I'm sure my family can tell you many tales of when I was younger and how I would make a fuss when something wasn't coming to me fast enough. I have never really been one to wait for anything. Always out looking for the next opportunity, the next hobby, the next apartment (I seemed to move every three years). Just spending my time rushing - knowing exactly what I want and not waiting long enough for the right (insert here) before making a move.


Patience is a virtue I feel like I am stuck learning.


It aligns with my last post about creating pressure for myself. By not having the patience to let the words come to my brain to type on the page, it would make me type whatever to get something out there. I would sit and stare at the screen, trying so hard to craft the perfect message or frame whatever I wanted to share in this rushed timeline. Never having the patience to wait long enough for the story to unfold in the way it was meant to be told to reach the goal of what I wanted to share made this process really stressful for me.


Just this one simple example of how putting pressure on something only pushed it farther away. Always seeming out of reach and the steps to get there grew farther and farther apart.


My sister and I were watching a movie recently, and the phrase or idea of "the universe has a plan" or



"it all happens when it's supposed to" kept being repeated. I couldn't help but get a little frustrated that this phrase. I feels like it's haunted me for years. As someone who lacks patience this very idea of "the universe has a plan" nerves me. I've always been trying to make things happen for me and forge my own path, often feeling like I'm trying to cut 10 acres of grass with a pair of dull scissors.


I feel like this idea of patience has really been a light at the end of a (very long) tunnel. I have leaned into this idea that I've always been in a rush and this light has really slowed things down for me. It's made me realize a few things.


My word for 2024


I haven't shared a word for 2024 yet because, well, I confess...I don't have one. No one is really more shocked than myself at this idea. The years I’ve spent hyping up this beginning of the year activity to pick a word for what you want the year to be and revolt against annual resolutions - only to be left staring at a blank page. The more that I tried to think of a word for the year, the more my brain spun. I just couldn't seem to nail down one thing or even really think of one phrase I wanted for this year. I was rather disappointed that I was paralyzed by this decision. Here I am, end of May, wordless. There is only one solution that I feel comfortable with:


No word, no phrase, no expectations, no....nothing.


I come to the conclusion that this year will be wordless. It’s been kind of freeing in a sense. No pressure on what this year could potentially be. No planning to make the word come true. No anything to drive a direction in life. Just go where the wind takes me. Flow, effortless, water-like. No pressure to say yes to every opportunity or even no.


It's been kind of nice to pause and not push myself into something that I think will lead me somewhere and doesn't. It’s kind of brought on this new challenge of facing patience. This idea of trusting the process that I can make the right move in time, and that the right things are placed in my path to make it all come together.

> _TASKS TO PERFORM_
- A) According to the post about patience, how often did the writer seem to move to a new apartment?
- B) Carry on writing the post about patience, picking up after its last sentence.

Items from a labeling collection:
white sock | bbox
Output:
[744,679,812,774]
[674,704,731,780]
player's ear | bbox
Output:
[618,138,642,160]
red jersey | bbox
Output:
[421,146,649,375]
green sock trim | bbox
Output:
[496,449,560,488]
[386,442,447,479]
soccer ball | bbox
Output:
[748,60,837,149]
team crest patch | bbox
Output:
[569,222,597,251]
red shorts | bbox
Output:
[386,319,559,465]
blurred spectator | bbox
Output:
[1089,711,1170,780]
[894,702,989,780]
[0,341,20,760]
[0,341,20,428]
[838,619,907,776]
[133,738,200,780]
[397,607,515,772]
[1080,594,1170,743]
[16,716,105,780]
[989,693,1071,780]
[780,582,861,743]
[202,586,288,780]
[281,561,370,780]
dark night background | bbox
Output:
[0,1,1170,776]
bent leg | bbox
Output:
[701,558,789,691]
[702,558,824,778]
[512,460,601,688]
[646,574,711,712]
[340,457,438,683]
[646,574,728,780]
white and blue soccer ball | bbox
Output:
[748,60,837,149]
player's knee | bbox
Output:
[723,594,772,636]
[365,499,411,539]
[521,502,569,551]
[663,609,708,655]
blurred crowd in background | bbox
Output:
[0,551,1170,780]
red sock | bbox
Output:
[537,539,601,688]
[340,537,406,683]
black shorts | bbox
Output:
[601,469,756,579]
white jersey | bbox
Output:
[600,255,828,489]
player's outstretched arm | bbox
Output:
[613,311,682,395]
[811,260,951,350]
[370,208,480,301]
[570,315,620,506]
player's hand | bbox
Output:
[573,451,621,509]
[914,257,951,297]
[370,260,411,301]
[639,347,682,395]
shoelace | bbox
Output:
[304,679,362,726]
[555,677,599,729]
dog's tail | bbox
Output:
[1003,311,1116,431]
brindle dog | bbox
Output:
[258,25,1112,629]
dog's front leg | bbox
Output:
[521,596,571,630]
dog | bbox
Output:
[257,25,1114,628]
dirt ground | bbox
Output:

> _ANSWERS TO THE EXERCISES_
- A) Every three years.

- B)
It's also been kind of...stressful, but I am still learning. As someone who is a self proclaimed planner, this idea of letting go of an outcome is trying this viture I have yet to find. I'm trying to remind myself that not everything needs a plans and there are tons of things outside of the span of my control. The one question that I need to keep asking myself to keep me sane, what is within the span of my control? Five months into 2024 some things have worked out, some are working themselves out, some have exited from the picture and some are (I keep telling myself) on their way.


Just let it happen


Right now in a typical blog post I would be trying to give you a solution to the problem I'm sharing. Some kind of tip or something I did to learn from this all. But, I can honestly say I haven't researched or looked into anything on creating a mindset of patience. I'm not sure there even is one - besides making a conscious decision to acknowledge when it's lacking. I also think this would defeat some of the purpose for learning true patience.


Leaning into this idea of just letting it happen.


As I, ironically, check to see how long this post is to see if I've made my word count goal. Maybe I should just be a rebel and stop here with no real ending or conclusion because the words aren't coming to me and hanging until I (maybe) write a part two another time. How insane would that be?! Just peace out part way through! But I think that would just be lazy and not in the category of letting it happen.


The weirdest part of this idea is the feeling of letting go. I've done lots of self talk to pursade myself that I am letting the idea or the issue go - but to truly do it is a weightless feeling. This sense of peace with whatever outcome is meant to happen will happen. That you can't change decisions that you've made in the past but only plan for the future from the lessons you've learned.


I mean, you have a responsibility and action to make the life you want happen, but my favourite phrase lately has really helped once a decision has been made. I just do the thing and say, "go with grace and God", meaning whatever is meant to happen will.


Be Kind


I think the only way to really just be cool with giving into the universe is to put the work in and see where it goes. Choosing to show up for what you believe in and the life you're deciding to create for yourself. I often find myself wanting to write or work on a project or even just cook and when I come home from work, but I often just disassociate because it was such a mentally draining day.


This is me not choosing to show up for myself in the life I want to build. Ultimately, I get frustrated and mad with myself about being lazy and why can't I just do the things on my checklist - which makes me disassociate more. It's a vicious cycle of continually not doing anything. This pressure of needing to meet an abitrary timeline I've created for myself leads back to this idea of just pushing things farther away.


Look if Jelly Roll can win best new artist of the year at 39 and Glennon Doyle can be a best seller at 40, I have time. I don't know why I am choosing to be so hard on myself for things that I want to do that bring me joy. After all, comparission is the thief of joy - even if it's with the imaginary person you've created yourself to be.


Protection


This is the last idea I have really discovered on this journey to creating patience. I am trying to practice looking back on things with gratitude when something does work out that I tried to rush. Times when I’ve made moves in a rush it’s typically become a lesson in being humbled.


Lately this is the biggest reflection or learning or practice.


I feel like my brain comprehends things better in metaphors, so of course I rationalize the last few instances with one. I’ve been saying a lot lately that I feel like I’m hitting brick wall after brick wall. Let’s face it though, brick walls really hurt, you can’t break through them (without an external support) and they prevent you from moving forward. In this effort to practice reframing and patience, I’ve recently come up with a better metaphor.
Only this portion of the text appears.